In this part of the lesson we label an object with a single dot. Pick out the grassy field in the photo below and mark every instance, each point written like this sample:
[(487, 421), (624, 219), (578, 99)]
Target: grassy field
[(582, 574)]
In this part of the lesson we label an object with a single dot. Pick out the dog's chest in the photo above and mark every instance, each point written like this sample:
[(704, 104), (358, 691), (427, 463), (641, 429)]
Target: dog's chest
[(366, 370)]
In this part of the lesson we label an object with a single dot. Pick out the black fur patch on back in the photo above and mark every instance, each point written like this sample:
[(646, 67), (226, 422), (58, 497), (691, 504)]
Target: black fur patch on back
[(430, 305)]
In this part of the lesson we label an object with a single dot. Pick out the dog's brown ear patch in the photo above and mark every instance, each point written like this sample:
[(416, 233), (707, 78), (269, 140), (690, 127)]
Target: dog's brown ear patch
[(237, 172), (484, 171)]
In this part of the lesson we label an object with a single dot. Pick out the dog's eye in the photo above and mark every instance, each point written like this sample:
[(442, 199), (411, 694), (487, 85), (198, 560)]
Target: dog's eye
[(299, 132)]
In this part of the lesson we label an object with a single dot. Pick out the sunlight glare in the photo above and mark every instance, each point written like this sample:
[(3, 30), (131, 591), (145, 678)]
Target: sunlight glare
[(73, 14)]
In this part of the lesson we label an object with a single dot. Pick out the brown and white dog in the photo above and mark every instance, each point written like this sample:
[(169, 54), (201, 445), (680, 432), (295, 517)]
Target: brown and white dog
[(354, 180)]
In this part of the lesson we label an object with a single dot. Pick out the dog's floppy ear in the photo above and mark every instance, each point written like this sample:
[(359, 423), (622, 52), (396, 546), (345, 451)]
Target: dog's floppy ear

==

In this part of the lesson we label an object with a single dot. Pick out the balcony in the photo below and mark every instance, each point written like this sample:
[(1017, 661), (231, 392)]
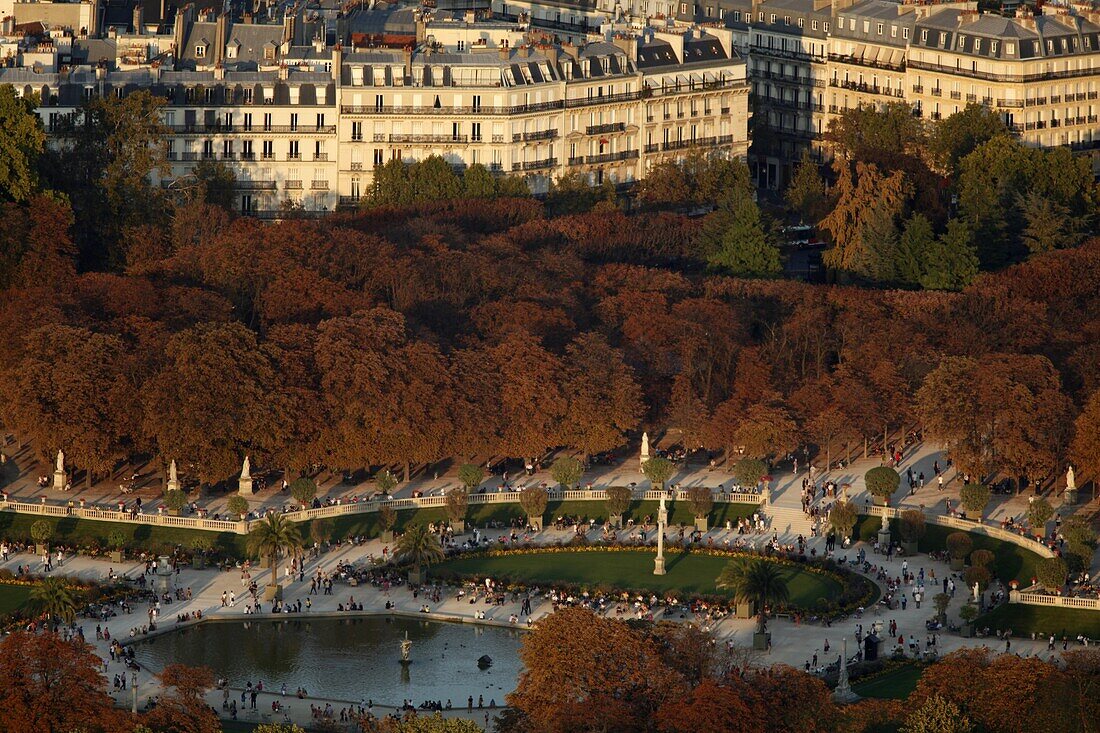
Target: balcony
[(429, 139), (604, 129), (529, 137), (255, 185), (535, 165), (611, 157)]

__WORK TO BE COMPLETED__.
Which of the lines above include the word "below"? List those lines.

__ANSWER TO THIS PROBLEM__.
In this part of the lesson we label an object with a single dot. Pick out the grassy field in the photo below and mark every instance, each point written like this sample:
In this part of the lesson we label an object with a single dot. Pick out the balcony in the photo below and mark every instance, each point written like this sample:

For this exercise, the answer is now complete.